When spouses decide to end their marriage, there are usually many questions about the process. During this turbulent time, it helps to understand California’s divorce law, timeline, and process, including the terminology. One of the first questions often involves confusion over terms sometimes used interchangeably. In California, is there a difference between the dissolution of a marriage and a divorce?

What are Divorce and Dissolution Agreements in California?

When a movement away from fault-based divorce began in California in the 1960s, it ended in the 1969 signing into law of Governor Reagan’s Family Law Act. At that time the courts also left behind the legal term “divorce” in favor of a one that connotates a more mutually agreed-upon legal end to a marriage, dissolution. Unlike fault-based divorce, a no-fault dissolution of marriage in California only requires one or both parties to cite irreconcilable differences as a reason to end their marriage. Whether or not a spouse committed adultery, abandonment, or any of the other faults that divorcing couples once had to show as cause for divorce can no longer be used against the other in court. For marriage dissolution, the only other cause recognized by the California courts is incurable insanity.
While people today still commonly use the word “divorce” to mean a legal end to their marriage, in California you’ll notice that all paperwork for the divorce process, including the final decree, states that it’s a dissolution of marriage. Dissolution refers to the more equitable results of today’s marriage endings.

[Extracted data entries]

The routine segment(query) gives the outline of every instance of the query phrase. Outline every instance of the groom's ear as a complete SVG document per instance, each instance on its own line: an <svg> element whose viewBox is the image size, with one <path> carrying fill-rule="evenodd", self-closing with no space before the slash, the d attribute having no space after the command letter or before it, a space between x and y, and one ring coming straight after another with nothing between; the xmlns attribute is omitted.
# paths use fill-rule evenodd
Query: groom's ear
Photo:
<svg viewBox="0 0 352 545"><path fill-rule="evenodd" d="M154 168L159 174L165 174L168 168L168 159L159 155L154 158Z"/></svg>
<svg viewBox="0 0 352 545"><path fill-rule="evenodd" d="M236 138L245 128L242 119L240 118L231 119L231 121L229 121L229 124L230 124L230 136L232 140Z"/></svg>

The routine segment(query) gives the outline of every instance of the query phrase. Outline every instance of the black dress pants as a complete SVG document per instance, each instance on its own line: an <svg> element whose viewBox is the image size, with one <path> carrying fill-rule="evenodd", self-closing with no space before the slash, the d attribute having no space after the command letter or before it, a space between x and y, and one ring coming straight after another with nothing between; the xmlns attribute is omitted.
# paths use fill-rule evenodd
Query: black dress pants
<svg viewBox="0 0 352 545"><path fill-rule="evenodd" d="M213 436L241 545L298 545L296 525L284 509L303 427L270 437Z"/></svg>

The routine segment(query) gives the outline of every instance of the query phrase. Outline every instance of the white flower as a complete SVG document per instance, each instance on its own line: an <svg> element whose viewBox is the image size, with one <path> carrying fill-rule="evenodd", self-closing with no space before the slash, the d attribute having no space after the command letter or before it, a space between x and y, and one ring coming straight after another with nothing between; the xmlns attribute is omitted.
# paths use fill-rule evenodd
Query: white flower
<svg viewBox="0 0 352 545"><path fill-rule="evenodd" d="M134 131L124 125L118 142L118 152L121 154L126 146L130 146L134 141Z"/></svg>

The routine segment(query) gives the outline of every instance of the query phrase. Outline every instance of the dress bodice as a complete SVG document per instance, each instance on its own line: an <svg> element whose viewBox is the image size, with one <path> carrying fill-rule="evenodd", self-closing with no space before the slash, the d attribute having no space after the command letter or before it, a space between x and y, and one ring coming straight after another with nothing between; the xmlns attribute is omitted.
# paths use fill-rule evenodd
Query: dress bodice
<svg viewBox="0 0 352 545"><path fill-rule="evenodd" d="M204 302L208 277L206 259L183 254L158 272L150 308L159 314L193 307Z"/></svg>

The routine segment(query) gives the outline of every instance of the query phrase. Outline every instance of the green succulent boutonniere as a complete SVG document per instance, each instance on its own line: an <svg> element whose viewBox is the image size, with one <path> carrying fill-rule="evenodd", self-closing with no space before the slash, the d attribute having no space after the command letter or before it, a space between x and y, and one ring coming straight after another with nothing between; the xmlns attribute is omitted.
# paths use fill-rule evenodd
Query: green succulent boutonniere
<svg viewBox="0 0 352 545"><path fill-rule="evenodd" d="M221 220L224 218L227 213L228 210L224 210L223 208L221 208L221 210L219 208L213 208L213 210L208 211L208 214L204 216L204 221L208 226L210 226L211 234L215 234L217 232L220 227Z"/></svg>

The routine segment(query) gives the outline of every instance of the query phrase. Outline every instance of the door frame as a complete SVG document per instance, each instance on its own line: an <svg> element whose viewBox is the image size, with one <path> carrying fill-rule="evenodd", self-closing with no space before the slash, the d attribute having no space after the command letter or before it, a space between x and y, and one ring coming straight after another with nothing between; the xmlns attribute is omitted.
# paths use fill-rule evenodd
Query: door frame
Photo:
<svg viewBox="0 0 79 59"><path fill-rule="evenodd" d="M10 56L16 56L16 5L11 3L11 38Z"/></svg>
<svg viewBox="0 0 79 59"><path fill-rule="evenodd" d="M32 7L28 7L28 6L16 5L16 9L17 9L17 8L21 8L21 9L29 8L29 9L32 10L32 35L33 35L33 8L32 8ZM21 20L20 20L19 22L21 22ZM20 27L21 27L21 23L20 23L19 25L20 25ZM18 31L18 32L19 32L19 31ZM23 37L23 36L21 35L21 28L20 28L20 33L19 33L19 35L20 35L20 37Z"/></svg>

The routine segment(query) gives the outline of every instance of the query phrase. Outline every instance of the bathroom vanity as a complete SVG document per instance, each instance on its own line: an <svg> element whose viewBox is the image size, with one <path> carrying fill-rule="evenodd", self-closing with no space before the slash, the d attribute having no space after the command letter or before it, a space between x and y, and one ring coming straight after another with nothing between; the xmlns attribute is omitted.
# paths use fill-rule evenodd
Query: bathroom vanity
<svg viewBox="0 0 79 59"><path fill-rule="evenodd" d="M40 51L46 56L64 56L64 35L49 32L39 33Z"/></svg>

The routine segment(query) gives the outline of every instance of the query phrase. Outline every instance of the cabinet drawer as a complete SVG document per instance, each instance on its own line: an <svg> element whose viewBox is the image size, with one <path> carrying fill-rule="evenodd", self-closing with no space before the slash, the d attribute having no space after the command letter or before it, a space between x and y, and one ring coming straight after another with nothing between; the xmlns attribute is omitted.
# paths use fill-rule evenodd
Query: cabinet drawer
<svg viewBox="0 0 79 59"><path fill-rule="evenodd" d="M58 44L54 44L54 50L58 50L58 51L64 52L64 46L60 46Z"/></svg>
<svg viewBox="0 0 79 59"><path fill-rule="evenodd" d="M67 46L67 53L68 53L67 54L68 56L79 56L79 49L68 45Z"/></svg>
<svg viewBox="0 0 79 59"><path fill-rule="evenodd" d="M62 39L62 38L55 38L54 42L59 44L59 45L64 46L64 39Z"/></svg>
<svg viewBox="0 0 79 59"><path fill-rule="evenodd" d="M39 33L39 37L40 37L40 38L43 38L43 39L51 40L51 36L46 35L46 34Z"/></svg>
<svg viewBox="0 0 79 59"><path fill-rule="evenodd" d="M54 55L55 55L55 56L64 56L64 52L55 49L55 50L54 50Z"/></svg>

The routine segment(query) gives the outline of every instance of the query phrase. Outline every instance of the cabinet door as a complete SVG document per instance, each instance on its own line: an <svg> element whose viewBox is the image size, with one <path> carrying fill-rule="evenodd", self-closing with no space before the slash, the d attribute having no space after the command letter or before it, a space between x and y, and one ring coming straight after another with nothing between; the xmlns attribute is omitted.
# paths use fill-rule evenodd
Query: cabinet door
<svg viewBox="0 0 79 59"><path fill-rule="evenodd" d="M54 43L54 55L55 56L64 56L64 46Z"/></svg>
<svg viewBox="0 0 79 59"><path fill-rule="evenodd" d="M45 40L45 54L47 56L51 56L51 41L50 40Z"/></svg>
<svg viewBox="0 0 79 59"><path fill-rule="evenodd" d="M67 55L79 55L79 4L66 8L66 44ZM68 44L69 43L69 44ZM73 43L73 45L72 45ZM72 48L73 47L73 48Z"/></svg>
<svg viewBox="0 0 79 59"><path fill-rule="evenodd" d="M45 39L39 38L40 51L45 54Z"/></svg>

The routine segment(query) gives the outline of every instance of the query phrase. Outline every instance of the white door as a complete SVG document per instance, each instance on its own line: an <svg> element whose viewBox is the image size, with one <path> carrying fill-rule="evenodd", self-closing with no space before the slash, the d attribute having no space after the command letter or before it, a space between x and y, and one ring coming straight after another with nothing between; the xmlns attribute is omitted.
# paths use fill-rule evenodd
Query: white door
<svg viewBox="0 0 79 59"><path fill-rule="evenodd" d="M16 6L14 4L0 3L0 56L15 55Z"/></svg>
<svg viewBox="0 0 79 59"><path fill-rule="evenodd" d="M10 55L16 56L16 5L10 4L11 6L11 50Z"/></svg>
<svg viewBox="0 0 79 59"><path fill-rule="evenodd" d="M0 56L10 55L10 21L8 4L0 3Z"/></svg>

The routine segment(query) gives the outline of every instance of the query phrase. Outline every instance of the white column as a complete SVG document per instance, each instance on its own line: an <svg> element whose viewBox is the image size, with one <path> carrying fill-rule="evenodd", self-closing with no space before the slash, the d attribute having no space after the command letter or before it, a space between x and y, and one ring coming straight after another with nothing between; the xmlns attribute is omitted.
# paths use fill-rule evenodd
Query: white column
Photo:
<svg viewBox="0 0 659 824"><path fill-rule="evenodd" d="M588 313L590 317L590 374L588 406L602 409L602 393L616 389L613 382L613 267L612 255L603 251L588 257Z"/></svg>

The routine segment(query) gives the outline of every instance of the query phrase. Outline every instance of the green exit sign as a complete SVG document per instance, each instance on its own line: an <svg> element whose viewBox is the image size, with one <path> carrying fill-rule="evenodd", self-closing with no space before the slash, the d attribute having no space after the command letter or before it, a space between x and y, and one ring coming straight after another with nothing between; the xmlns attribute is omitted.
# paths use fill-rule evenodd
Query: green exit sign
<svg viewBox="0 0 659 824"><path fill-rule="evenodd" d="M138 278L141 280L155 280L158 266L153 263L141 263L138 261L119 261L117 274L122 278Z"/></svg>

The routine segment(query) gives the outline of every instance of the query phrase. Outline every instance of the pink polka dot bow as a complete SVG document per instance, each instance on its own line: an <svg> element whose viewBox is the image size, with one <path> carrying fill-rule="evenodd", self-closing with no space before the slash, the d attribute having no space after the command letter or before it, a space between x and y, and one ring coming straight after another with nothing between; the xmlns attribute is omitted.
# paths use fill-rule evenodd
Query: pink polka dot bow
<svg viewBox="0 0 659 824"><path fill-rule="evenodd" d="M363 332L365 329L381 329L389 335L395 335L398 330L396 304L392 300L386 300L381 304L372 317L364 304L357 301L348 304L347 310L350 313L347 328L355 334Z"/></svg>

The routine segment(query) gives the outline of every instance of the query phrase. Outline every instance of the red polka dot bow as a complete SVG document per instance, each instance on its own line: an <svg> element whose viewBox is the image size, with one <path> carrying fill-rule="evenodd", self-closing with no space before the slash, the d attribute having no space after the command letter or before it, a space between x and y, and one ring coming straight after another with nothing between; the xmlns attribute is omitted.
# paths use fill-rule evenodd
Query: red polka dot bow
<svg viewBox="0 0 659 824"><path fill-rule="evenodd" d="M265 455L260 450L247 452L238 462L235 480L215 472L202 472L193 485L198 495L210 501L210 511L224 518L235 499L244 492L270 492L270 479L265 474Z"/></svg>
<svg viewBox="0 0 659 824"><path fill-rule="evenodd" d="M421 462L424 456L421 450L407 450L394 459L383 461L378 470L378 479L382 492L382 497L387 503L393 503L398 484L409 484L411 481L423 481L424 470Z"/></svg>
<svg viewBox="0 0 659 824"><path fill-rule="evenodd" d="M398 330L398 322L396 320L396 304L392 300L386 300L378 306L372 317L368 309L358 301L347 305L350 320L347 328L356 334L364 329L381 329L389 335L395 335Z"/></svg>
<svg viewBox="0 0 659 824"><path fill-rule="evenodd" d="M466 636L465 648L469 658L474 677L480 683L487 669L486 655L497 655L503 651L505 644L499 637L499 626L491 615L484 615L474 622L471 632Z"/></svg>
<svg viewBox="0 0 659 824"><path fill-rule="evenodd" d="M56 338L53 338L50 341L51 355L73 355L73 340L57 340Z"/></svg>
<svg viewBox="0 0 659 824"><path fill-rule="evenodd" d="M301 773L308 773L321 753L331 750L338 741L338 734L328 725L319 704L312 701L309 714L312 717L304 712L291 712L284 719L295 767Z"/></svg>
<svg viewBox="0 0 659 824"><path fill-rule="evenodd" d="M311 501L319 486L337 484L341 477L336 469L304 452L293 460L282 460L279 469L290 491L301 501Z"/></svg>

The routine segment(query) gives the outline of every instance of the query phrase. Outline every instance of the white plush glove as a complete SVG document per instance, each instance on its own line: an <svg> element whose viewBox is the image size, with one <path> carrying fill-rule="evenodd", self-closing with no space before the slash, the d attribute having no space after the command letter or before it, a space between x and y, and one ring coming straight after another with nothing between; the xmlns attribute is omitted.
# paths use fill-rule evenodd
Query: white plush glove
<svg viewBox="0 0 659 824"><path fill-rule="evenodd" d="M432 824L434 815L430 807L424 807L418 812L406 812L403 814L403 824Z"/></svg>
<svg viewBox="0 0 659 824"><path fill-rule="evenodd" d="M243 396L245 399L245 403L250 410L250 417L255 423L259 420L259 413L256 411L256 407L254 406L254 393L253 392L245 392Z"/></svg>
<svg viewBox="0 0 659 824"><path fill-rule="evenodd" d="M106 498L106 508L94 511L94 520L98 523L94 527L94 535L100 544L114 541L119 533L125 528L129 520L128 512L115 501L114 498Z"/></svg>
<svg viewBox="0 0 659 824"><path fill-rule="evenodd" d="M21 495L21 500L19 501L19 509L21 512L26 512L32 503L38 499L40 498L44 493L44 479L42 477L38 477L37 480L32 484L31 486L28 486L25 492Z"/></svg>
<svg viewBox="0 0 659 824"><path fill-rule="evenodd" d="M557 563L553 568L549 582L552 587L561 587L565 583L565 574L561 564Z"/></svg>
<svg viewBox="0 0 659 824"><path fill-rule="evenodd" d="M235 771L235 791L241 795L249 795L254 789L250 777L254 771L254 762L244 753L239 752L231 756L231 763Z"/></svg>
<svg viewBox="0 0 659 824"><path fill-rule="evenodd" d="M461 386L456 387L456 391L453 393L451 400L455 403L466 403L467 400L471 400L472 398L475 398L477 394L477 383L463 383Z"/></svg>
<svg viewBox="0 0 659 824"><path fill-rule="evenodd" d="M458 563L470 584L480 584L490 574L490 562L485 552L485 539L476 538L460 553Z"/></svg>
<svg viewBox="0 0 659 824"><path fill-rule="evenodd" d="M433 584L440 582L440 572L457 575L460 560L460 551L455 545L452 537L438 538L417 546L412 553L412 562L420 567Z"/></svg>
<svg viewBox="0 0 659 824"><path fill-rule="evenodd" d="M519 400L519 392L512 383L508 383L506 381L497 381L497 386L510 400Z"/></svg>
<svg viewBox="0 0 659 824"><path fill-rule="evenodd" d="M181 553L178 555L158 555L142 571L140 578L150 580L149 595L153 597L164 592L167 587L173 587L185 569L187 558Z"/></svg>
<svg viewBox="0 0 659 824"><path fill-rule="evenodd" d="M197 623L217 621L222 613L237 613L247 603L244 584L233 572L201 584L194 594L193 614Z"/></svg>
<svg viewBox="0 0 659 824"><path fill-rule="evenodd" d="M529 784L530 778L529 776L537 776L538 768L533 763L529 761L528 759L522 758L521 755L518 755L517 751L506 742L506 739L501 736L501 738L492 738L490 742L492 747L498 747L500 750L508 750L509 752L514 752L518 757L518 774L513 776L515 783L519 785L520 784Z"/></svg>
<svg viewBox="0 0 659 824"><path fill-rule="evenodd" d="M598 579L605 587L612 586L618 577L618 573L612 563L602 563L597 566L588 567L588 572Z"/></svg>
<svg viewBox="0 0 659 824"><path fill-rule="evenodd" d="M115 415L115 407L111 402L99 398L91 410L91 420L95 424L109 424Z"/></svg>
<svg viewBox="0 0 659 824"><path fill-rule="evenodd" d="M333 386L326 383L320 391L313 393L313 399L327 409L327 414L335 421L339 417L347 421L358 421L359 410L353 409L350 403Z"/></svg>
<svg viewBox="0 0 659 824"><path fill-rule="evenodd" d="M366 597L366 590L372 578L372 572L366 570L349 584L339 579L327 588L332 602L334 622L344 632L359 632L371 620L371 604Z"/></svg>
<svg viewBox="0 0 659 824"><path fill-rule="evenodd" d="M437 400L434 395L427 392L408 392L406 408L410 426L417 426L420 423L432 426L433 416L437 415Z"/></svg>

### EXERCISE REQUIREMENTS
In the passage on California divorce and dissolution, what is the only cause other than irreconcilable differences that California courts recognize for dissolving a marriage?

### TASK SOLUTION
Incurable insanity.